**SHORT PROBLEM**
Pick out each line below that contains the string "eyebrow", and copy those lines.

**INPUT MATERIAL**
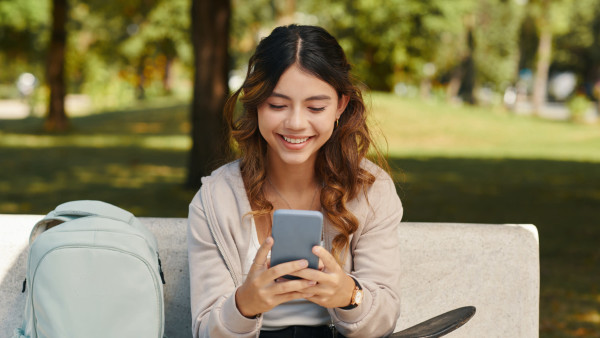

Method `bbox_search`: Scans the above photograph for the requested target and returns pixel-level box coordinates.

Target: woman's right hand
[235,237,316,318]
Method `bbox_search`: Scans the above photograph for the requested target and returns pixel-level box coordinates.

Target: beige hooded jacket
[188,160,402,337]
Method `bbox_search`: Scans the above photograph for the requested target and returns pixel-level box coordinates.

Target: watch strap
[340,275,362,310]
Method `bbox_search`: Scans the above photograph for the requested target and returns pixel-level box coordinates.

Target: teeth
[283,136,309,144]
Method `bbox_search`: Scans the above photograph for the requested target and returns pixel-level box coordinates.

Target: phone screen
[271,209,323,279]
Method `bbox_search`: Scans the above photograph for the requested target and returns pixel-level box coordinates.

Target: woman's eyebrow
[271,92,331,101]
[304,95,331,101]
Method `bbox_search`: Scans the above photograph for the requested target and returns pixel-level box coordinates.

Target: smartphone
[271,209,323,279]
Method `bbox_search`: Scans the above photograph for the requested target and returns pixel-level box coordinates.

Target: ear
[335,95,350,119]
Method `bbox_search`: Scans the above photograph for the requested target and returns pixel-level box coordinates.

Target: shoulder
[361,159,401,209]
[192,161,245,207]
[360,158,394,189]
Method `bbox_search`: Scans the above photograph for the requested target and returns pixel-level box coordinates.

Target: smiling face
[258,64,348,168]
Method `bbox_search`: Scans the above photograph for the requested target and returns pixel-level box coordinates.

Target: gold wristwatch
[340,276,363,310]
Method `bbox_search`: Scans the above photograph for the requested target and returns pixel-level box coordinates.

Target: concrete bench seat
[0,215,540,338]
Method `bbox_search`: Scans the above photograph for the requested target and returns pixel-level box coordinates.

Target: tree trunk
[44,0,69,131]
[186,0,231,189]
[533,25,552,116]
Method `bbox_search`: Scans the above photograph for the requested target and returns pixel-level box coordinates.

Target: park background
[0,0,600,337]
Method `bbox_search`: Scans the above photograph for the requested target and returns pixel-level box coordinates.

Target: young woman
[188,25,402,337]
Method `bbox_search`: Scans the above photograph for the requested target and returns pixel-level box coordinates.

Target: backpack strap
[29,200,158,252]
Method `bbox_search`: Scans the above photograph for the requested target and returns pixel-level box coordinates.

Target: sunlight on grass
[0,93,600,337]
[0,132,191,150]
[372,93,600,162]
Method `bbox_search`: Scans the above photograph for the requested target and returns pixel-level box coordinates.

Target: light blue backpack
[14,201,164,338]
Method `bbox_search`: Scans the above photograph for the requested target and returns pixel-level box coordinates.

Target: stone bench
[0,215,540,338]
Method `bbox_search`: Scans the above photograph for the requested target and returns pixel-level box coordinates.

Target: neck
[267,155,318,196]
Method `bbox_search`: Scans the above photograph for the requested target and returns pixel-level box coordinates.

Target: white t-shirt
[242,218,331,331]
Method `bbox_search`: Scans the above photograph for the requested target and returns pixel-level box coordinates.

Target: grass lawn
[0,93,600,337]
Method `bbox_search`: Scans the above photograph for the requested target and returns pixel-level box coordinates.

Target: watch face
[354,290,362,305]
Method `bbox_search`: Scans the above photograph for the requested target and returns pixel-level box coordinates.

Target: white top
[242,217,331,331]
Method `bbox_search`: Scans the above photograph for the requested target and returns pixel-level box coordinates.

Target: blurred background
[0,0,600,337]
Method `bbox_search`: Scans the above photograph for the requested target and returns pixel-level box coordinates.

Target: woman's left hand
[293,246,355,308]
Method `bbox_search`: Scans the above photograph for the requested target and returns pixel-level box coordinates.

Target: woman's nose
[285,107,306,130]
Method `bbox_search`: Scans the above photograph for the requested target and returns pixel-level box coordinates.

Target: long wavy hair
[225,25,388,265]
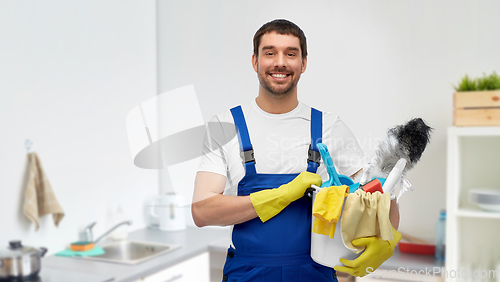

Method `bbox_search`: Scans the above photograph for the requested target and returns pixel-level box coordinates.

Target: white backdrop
[158,0,500,241]
[0,0,158,253]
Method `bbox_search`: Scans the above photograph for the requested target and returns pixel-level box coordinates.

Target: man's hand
[334,228,402,277]
[250,171,323,222]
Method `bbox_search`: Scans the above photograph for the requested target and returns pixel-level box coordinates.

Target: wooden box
[453,90,500,126]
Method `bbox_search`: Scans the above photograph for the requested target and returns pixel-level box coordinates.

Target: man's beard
[258,68,300,98]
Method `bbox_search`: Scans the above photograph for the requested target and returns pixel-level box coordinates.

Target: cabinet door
[142,252,209,282]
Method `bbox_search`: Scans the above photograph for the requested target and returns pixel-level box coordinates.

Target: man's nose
[274,54,286,67]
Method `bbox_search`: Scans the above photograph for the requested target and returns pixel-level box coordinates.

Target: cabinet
[445,127,500,281]
[137,252,210,282]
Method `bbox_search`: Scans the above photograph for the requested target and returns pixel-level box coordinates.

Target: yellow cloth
[313,185,349,238]
[334,226,403,277]
[23,153,64,230]
[341,189,393,254]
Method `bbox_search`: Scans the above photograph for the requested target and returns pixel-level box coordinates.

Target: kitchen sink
[83,240,180,264]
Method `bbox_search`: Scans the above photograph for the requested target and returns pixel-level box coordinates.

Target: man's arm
[191,171,257,227]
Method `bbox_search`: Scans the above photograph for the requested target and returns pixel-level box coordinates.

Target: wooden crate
[453,90,500,126]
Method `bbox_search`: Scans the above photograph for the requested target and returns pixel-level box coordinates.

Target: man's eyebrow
[262,45,300,51]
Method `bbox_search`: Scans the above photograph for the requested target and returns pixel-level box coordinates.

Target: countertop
[40,227,443,282]
[40,227,229,282]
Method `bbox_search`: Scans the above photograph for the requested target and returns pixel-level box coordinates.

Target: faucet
[80,220,132,244]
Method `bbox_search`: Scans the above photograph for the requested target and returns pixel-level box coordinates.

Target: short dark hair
[253,19,307,59]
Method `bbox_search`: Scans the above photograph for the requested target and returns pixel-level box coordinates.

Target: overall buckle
[307,145,321,166]
[240,149,257,164]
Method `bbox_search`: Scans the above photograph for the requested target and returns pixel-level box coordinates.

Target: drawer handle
[165,274,182,282]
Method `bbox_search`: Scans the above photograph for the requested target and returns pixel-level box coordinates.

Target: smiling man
[192,20,394,282]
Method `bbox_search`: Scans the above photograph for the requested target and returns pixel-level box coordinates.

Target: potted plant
[453,72,500,126]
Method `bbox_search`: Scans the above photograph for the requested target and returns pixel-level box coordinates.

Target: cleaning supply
[396,176,415,204]
[250,171,322,222]
[334,226,402,277]
[341,189,392,254]
[313,185,349,238]
[69,241,94,252]
[382,158,406,199]
[363,178,384,193]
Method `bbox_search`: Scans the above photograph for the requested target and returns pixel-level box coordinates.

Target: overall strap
[307,108,323,173]
[231,106,257,175]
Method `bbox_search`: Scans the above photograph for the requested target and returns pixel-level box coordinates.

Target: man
[192,20,399,281]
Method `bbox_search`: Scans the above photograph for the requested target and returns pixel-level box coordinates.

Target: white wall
[0,0,158,253]
[158,0,500,241]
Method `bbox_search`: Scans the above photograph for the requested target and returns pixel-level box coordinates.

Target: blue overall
[223,106,337,282]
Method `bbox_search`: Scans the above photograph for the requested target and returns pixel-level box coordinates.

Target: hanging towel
[313,185,349,238]
[23,153,64,230]
[341,189,393,254]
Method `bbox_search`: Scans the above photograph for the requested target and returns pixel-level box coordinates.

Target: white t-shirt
[198,100,365,196]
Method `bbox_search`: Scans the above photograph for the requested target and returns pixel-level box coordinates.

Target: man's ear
[252,54,259,72]
[301,57,307,73]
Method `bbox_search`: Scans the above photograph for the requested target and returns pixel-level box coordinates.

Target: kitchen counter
[41,227,443,282]
[41,227,229,282]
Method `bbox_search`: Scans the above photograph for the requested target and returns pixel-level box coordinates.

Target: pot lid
[0,240,40,259]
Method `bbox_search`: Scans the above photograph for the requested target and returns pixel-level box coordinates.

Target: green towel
[56,246,104,257]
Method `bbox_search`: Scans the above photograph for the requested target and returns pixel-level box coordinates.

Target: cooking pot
[0,241,47,281]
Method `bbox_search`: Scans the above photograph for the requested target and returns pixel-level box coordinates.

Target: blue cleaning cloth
[317,143,385,193]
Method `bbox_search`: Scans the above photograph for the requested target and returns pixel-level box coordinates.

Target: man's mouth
[271,73,289,78]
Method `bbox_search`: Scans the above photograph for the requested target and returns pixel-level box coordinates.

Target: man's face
[252,31,307,97]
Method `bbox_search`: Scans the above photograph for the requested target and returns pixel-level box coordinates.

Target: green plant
[477,72,500,91]
[453,72,500,92]
[453,75,477,92]
[453,72,500,92]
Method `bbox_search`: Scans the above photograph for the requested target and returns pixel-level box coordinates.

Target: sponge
[69,241,94,252]
[363,178,384,194]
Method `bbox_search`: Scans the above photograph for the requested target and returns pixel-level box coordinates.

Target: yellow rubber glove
[334,227,403,277]
[250,171,323,222]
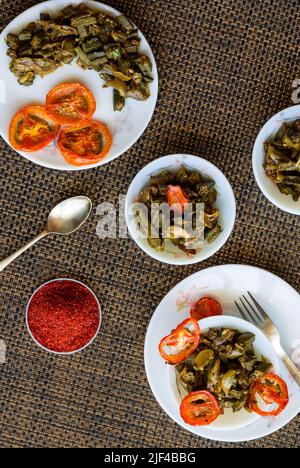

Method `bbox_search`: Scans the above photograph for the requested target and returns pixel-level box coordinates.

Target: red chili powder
[27,280,100,353]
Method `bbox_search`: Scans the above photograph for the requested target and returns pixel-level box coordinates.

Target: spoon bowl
[47,196,92,236]
[0,196,93,272]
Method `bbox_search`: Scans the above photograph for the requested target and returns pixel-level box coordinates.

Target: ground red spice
[27,280,100,353]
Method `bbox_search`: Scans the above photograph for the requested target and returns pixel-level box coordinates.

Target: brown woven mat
[0,0,300,448]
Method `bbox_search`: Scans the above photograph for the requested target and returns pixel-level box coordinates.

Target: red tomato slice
[159,318,200,364]
[180,390,221,426]
[9,106,60,153]
[58,120,112,166]
[248,373,289,416]
[167,185,189,213]
[46,83,96,126]
[191,297,223,320]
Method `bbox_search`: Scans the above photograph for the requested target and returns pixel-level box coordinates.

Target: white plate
[252,105,300,216]
[0,0,158,171]
[145,265,300,442]
[179,315,280,431]
[125,154,236,265]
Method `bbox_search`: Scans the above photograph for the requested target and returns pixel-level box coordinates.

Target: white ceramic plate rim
[0,0,159,171]
[252,105,300,216]
[125,154,236,265]
[25,278,102,356]
[144,265,300,442]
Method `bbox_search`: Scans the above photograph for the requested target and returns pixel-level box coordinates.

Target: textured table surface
[0,0,300,448]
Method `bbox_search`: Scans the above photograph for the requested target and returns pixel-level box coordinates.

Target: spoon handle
[0,230,49,272]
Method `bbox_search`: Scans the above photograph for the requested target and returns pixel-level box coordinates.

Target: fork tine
[240,297,261,328]
[243,296,265,327]
[247,291,270,320]
[234,301,249,322]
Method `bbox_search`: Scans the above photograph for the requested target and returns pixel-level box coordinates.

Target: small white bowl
[26,278,102,356]
[252,105,300,216]
[125,154,236,265]
[168,315,280,430]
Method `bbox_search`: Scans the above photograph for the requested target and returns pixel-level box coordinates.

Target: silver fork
[235,291,300,387]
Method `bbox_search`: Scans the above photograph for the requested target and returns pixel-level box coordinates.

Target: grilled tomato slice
[46,83,96,126]
[180,390,221,426]
[191,297,222,320]
[58,120,112,166]
[9,106,60,153]
[248,373,289,416]
[159,318,200,364]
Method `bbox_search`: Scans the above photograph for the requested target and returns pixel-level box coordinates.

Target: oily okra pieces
[264,120,300,201]
[139,166,222,256]
[176,328,272,412]
[6,4,153,111]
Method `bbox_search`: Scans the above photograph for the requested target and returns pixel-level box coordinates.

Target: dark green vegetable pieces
[264,120,300,201]
[6,4,153,111]
[176,328,272,412]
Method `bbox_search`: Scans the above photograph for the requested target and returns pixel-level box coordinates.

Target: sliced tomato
[180,390,221,426]
[46,83,96,126]
[167,185,189,213]
[58,120,112,166]
[9,106,60,153]
[159,318,200,364]
[248,373,289,416]
[191,297,223,320]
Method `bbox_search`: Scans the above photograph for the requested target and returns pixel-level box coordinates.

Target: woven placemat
[0,0,300,448]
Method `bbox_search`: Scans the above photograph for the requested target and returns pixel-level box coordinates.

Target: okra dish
[6,4,153,111]
[159,297,289,426]
[138,166,222,256]
[264,120,300,201]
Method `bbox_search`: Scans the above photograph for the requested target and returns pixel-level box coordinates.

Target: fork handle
[278,346,300,387]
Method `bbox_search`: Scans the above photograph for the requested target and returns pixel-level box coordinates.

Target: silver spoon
[0,197,93,271]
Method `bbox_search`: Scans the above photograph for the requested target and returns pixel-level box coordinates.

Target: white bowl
[125,154,236,265]
[26,278,102,356]
[252,105,300,216]
[166,315,280,430]
[0,0,158,171]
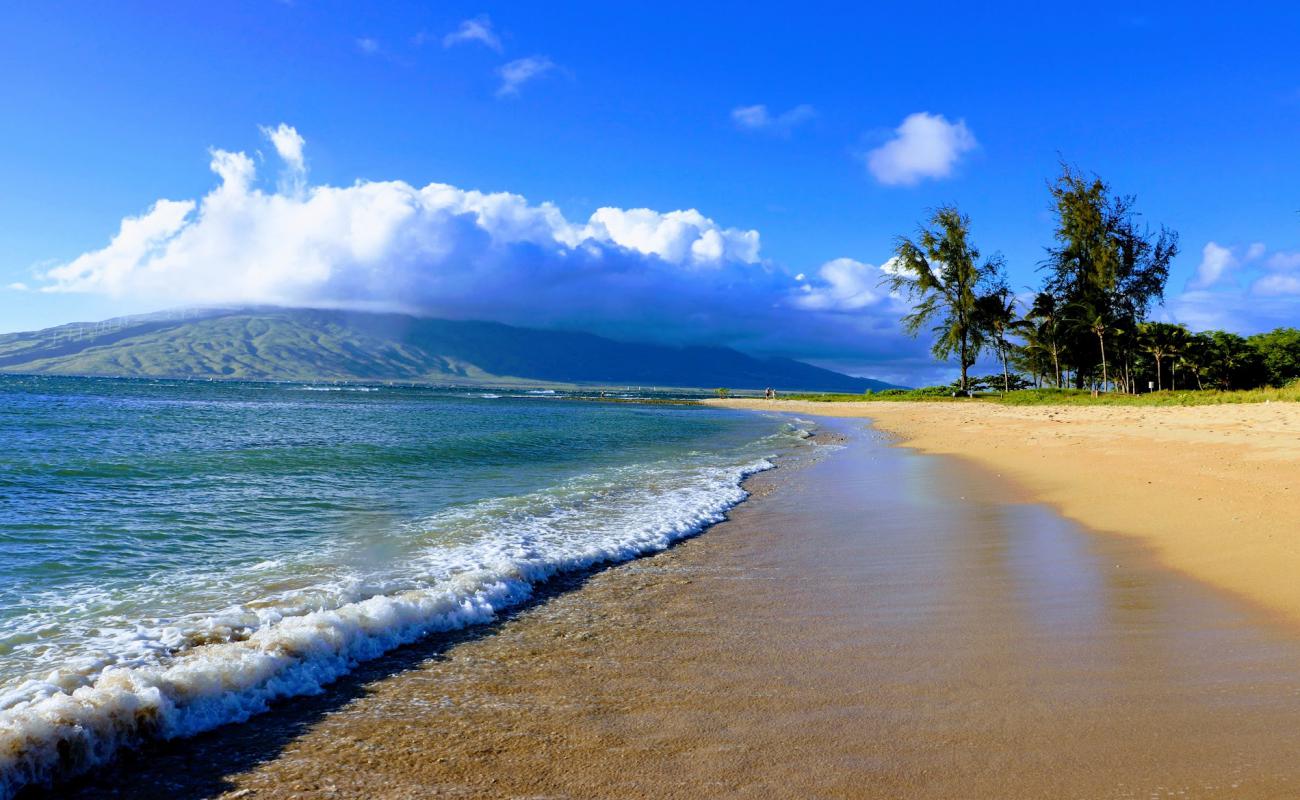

**ANSWER TO THIS EXERCISE**
Target: woman's eyebrow
Target: man's eyebrow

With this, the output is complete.